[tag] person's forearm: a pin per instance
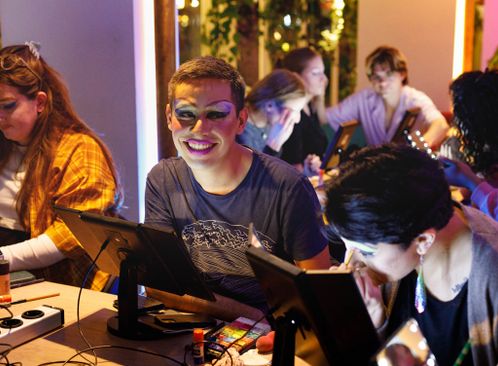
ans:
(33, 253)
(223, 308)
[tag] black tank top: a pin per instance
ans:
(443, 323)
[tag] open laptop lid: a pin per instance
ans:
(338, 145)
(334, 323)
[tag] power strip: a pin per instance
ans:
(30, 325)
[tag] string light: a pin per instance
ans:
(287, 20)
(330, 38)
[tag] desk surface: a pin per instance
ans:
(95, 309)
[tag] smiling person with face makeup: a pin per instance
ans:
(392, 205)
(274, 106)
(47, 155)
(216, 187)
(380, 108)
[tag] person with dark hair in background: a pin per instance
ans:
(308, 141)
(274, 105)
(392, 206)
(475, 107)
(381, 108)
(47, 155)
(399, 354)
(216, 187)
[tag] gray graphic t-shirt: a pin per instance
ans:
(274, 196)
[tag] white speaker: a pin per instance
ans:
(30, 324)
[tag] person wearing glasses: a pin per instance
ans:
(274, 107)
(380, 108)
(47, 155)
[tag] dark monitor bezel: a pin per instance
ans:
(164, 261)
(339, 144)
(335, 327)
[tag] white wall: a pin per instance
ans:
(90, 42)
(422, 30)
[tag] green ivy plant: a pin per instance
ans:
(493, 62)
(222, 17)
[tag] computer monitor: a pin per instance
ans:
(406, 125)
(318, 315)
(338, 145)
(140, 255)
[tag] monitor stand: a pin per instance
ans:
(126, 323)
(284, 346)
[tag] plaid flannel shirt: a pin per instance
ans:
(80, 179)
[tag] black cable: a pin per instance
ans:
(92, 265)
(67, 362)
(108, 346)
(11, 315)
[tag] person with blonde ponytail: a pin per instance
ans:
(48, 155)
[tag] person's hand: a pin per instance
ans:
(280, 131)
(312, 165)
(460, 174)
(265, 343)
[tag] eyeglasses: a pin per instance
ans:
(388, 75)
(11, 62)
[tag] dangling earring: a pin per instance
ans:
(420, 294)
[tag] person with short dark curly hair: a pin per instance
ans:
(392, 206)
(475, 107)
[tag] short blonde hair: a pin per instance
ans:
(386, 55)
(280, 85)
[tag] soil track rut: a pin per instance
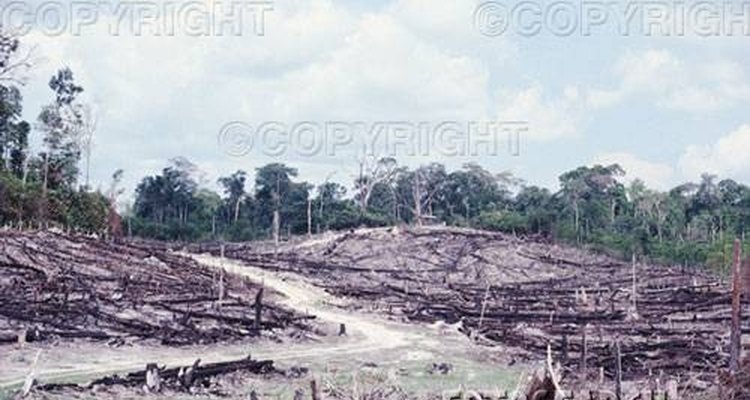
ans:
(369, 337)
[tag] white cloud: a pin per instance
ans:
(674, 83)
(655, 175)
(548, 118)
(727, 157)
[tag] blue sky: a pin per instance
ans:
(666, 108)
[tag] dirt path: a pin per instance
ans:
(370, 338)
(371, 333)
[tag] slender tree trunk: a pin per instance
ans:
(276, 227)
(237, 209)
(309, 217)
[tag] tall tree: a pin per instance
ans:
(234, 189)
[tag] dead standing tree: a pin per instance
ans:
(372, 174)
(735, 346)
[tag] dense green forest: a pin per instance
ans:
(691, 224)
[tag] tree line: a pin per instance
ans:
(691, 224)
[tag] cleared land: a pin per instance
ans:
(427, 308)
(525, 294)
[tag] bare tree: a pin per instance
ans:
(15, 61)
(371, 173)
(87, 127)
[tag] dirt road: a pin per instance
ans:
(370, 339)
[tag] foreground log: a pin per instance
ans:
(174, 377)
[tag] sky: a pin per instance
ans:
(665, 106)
* * *
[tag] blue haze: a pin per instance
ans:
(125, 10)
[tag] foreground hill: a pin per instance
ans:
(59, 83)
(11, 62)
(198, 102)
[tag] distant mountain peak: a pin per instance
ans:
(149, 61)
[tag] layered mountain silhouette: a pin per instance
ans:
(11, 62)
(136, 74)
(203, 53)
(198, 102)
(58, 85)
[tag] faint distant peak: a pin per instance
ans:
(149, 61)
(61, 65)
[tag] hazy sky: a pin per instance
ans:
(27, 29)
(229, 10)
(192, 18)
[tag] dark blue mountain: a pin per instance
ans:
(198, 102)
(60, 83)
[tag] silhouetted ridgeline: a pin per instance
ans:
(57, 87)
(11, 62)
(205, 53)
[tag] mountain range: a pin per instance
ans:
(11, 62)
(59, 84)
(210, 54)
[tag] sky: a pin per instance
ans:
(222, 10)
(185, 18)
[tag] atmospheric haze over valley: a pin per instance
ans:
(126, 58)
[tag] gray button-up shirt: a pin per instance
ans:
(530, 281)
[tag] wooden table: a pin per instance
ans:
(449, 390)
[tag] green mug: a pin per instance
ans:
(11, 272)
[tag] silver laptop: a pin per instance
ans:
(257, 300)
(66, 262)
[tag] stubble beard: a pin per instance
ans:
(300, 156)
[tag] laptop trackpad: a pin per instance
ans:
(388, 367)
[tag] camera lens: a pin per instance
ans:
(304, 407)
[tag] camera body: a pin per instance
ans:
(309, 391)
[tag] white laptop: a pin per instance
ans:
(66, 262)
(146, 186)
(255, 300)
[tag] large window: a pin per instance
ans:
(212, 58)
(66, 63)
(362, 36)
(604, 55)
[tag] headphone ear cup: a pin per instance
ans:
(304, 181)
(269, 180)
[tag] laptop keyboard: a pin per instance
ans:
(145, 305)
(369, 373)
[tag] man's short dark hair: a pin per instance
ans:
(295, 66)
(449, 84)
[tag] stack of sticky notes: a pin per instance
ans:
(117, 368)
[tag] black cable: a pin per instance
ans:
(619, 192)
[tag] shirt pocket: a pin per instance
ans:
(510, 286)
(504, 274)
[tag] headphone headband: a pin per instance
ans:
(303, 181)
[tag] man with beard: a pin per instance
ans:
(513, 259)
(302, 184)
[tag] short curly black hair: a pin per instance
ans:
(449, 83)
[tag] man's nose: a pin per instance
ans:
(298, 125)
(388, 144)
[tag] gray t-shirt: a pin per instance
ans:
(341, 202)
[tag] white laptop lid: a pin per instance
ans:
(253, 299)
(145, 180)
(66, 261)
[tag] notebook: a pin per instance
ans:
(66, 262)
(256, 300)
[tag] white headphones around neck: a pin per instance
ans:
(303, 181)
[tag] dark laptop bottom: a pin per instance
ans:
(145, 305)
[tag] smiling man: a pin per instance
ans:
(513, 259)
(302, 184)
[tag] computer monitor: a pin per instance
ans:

### WHAT NEEDS TO BE DONE
Pull out each line of the material above that contains the string "blue". Case counts, so a line matches only if its capitalization is identical.

### EXERCISE ANSWER
[tag] blue sky: a pin per instance
[tag] blue haze: a pin per instance
[tag] dark blue mountain: a pin per instance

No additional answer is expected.